**About this exercise:**
From the line containing "Query: chair back" to the end of the records below, both included, every line should be repeated exactly; pictures should be dropped.

**Records provided:**

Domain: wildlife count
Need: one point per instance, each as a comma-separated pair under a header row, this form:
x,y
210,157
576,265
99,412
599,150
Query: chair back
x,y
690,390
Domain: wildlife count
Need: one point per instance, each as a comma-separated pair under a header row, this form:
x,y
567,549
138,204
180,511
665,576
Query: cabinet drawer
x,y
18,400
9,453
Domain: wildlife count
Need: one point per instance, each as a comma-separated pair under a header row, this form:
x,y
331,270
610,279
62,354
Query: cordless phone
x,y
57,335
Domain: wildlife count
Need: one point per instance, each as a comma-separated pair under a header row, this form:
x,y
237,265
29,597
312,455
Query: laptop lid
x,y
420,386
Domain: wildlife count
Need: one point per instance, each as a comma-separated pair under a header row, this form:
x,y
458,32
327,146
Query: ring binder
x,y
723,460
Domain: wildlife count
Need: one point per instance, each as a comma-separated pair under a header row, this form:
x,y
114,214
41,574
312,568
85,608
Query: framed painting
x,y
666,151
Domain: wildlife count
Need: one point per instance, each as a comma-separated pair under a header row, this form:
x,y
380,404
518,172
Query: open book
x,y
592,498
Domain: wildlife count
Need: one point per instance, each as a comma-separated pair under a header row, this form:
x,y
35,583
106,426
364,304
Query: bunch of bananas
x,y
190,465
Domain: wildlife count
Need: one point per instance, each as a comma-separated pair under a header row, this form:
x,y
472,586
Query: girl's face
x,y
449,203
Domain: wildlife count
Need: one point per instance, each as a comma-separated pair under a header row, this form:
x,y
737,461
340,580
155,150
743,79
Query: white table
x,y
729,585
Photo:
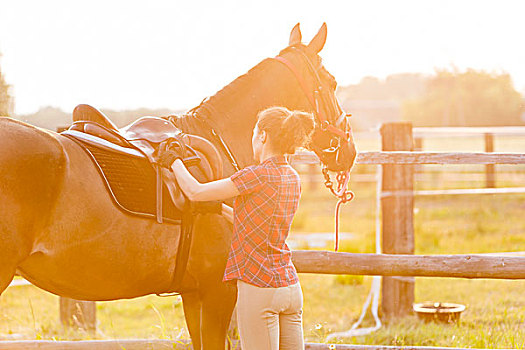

**Exercise output:**
Query: chair back
x,y
690,390
Domain: wildlife count
Need: one point per instance, each as a comma-separated pair under a header row, this form:
x,y
567,549
138,204
180,511
665,576
Query: cabinet drawer
x,y
18,400
9,453
Domain: wildlife count
Need: one point per instance, each as a comma-separated pair under a header row, this form:
x,y
331,270
610,279
62,354
Query: cordless phone
x,y
57,335
Domain: wildlife count
Need: one point per instance, each as a comma-separated pair under a header row, this form:
x,y
237,265
29,597
312,455
Query: laptop lid
x,y
420,386
Domain: wildlife count
Need: one point per instance, each as a comma-separated pair under a header row, this form:
x,y
458,32
327,146
Query: ring binder
x,y
723,460
Domain: wildlife count
Need: one point per instance, each as a comma-separated pair under a header row, this form:
x,y
114,214
41,574
312,568
85,608
Query: framed painting
x,y
666,151
Domain: wildlife count
Need: one point per instance, each as a comma-separated pair under a header row, this form:
x,y
380,404
518,172
Query: open book
x,y
592,498
Domain: wildlife count
Need: one point per instance, each as a comma-separated pair under a header row, this form:
x,y
35,583
106,426
364,304
Query: bunch of bananas
x,y
190,465
Domain: wildlife count
Need: one point per instance, each as a comma-separated pair under a header row, this form:
x,y
472,586
Query: girl's face
x,y
449,203
Domain: wildlife count
Need: one point per instance, each as a comma-separated pair under a header row, this form:
x,y
737,461
340,580
155,150
743,79
Query: white table
x,y
729,585
Photo:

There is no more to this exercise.